_Exercise description_. Go through the data below and copy each line that includes "bark".

[Data excerpts]

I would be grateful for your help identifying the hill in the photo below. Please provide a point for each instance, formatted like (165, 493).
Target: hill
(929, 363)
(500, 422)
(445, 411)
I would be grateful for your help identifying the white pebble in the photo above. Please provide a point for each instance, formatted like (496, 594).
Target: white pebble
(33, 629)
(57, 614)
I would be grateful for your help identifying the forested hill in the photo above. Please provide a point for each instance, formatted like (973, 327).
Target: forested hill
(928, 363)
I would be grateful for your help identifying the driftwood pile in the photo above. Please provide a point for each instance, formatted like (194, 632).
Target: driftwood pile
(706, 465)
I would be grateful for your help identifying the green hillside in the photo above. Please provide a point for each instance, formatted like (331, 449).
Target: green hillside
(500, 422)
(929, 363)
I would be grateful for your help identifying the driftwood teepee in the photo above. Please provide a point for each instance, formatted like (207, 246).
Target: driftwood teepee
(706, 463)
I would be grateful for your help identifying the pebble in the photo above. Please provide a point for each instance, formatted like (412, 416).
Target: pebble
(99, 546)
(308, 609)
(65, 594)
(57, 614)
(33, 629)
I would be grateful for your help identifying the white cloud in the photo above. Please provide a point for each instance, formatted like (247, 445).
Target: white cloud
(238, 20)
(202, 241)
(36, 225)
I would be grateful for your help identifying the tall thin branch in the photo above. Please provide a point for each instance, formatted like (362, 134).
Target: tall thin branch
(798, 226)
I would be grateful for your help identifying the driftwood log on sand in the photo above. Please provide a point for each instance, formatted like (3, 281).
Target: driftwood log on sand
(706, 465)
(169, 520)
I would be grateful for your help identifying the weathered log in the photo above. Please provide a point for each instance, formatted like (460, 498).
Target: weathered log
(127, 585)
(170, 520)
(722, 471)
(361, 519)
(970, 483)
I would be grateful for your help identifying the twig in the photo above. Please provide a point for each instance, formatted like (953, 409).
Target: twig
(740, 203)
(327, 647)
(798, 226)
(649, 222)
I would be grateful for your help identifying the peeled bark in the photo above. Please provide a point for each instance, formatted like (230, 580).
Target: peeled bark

_Exercise solution_.
I would be grateful for your help identifying the peeled bark in the photo above. Please provide a point for each instance, formatted like (230, 580).
Target: peeled bark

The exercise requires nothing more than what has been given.